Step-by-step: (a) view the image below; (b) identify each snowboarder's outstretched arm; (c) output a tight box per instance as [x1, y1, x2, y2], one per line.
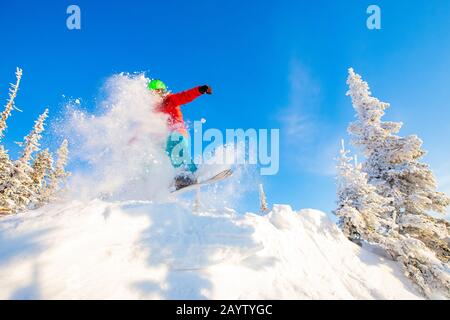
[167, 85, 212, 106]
+++
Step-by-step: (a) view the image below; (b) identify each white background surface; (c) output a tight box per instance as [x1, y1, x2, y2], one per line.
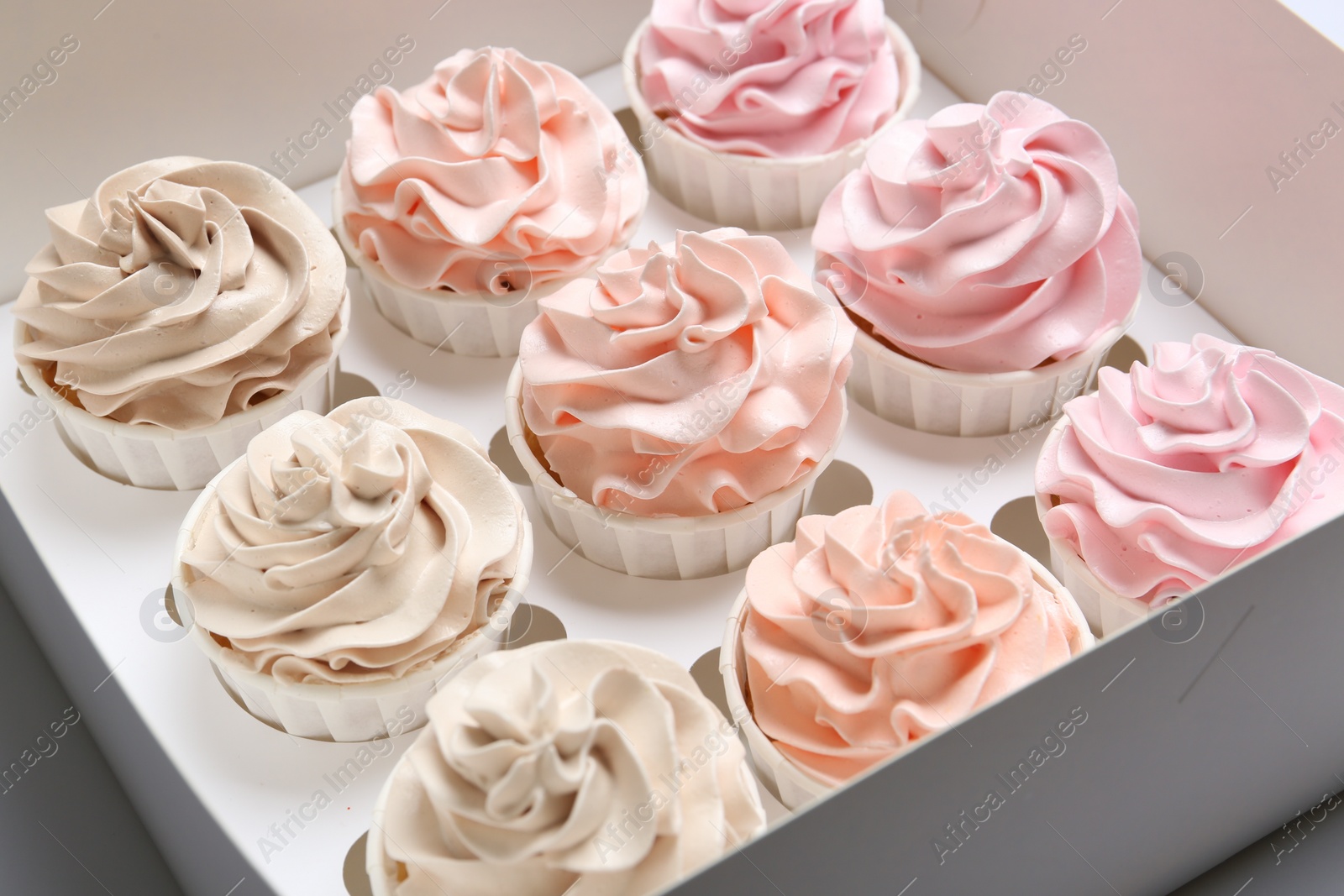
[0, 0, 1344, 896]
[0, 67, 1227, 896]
+++
→ **REQUIRED TASK**
Recast the records from the line with "identify each snowboarder's" up to and including the line with "[167, 85, 212, 106]" as a two-column CSV with the columns instruction and answer, one row per record, with each field in double quotes and line breaks replaced by spaces. Leave the pictures out.

→ **EXERCISE RESPONSE**
instruction,answer
"Step-by-step: (a) view the image below; (b) identify each snowboarder's outstretched arm; (c) output a tight box per instance as [x1, y1, x2, y2], one per line.","[167, 85, 212, 106]"